*Cosa si chiede*
Per favore, riscrivi tutte le righe qui sotto e sostituisci "marker" con "dot", senza cambiare nient'altro.

*Righe estratte*
============

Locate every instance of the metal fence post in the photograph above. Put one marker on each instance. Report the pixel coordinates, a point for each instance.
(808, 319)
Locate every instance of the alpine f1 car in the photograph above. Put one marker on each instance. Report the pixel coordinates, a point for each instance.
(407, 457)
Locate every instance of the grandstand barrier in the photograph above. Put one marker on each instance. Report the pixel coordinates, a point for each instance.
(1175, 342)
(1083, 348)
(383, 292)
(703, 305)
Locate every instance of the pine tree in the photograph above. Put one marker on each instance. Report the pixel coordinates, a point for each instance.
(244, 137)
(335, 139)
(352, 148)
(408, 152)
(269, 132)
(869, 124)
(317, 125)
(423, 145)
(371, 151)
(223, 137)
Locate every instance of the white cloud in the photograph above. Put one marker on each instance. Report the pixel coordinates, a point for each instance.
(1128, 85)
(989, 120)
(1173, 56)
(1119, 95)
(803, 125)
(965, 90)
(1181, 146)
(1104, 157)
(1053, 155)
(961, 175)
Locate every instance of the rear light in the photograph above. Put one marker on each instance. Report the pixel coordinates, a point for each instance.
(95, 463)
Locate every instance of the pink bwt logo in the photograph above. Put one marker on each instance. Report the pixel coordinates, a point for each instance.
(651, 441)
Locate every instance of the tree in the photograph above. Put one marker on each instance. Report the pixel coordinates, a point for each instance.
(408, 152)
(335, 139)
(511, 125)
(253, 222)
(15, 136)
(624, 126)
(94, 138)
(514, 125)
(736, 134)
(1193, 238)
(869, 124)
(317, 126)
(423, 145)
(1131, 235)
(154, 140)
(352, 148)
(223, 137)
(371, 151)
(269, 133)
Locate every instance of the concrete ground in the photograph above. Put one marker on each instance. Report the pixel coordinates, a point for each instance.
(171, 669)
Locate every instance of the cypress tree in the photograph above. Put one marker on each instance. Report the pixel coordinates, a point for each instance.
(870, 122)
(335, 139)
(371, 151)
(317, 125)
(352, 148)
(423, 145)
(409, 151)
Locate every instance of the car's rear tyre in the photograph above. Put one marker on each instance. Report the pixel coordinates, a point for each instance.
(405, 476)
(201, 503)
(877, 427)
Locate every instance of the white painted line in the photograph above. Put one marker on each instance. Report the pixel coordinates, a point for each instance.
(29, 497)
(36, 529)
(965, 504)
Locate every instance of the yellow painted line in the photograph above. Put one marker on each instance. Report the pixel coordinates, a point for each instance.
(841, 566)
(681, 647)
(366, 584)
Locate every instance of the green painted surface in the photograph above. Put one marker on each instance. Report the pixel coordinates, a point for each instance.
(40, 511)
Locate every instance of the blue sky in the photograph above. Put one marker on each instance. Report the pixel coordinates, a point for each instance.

============

*Risultato*
Locate every instance of the metal fence post in the photograph above. Put one dot on each instance. Report the pixel coordinates, a point for each instance.
(808, 319)
Locate every instance of the alpine f1 car in the photograph above. Put one dot on each instance. Report the pixel coordinates, a point for each instance.
(407, 457)
Locate every instance of the grandstand barrier in the photograph above. Put one dot on each instance. Report the pixel coordinates, a point for each instance.
(1175, 342)
(1083, 348)
(383, 292)
(703, 305)
Locate every instance of the pine tree in the photograph above. Put one dot on each instance. Report the pixel coordinates, a point for each instance.
(244, 137)
(335, 139)
(352, 148)
(408, 152)
(269, 132)
(869, 124)
(317, 125)
(423, 145)
(371, 151)
(223, 137)
Locate every instance of the white cloud in the photograph above. Put one dot on each instance. Report the pixel coordinates, a point for each instance.
(1128, 85)
(989, 120)
(1173, 56)
(1119, 95)
(803, 125)
(965, 90)
(1181, 146)
(1104, 157)
(1053, 155)
(961, 175)
Locate every instance of the rear light in the photograph above. Put one dot on each instance. Report the pixel coordinates, a point for each instance.
(95, 463)
Locate every instance of the pink bwt logo in the photograph above. Put one dot on each instance. Report the pixel coordinates, a point for each instance.
(651, 441)
Locate every instance of the tree in the photograph above. Put one dot on each instance. Report the pixel coordinates, a point for each instance.
(408, 152)
(335, 139)
(511, 125)
(253, 222)
(15, 136)
(624, 126)
(94, 138)
(514, 125)
(736, 134)
(1193, 238)
(869, 124)
(317, 126)
(423, 145)
(1131, 235)
(154, 140)
(352, 148)
(223, 137)
(371, 151)
(269, 133)
Locate every instance of the concrete ground in the photograph above. Put one dot on each instance. Report the pixel coordinates, a point for each instance.
(171, 669)
Locate every instance of the cypress tree in the photograph above. Put one dot on each instance. Report the pixel coordinates, a point for each instance.
(870, 122)
(335, 139)
(371, 151)
(317, 125)
(352, 148)
(423, 145)
(409, 151)
Locate every instance of the car's rear tyre in the photograph above. Put one dot on each instance. Report the pixel coordinates, a point for each instance.
(405, 476)
(201, 503)
(877, 427)
Locate every instance of the white painted line in the photograph above. Put one dot on each instance. Report the pixel coordinates, a point for each instance.
(29, 497)
(36, 529)
(965, 504)
Locate every instance of the yellow painted line in the photograph above. Put one dot on each instance. Report the pixel coordinates, a point for each instance.
(841, 566)
(681, 647)
(366, 584)
Locate every instance of the green painted surface in the photograph above. Put one dot on each instance. Report the pixel coordinates, a point for each instance.
(40, 511)
Locate every instance of the blue sky in the photograph above. Put one dot on each instance. Report the pixel coordinates, a point for each instance.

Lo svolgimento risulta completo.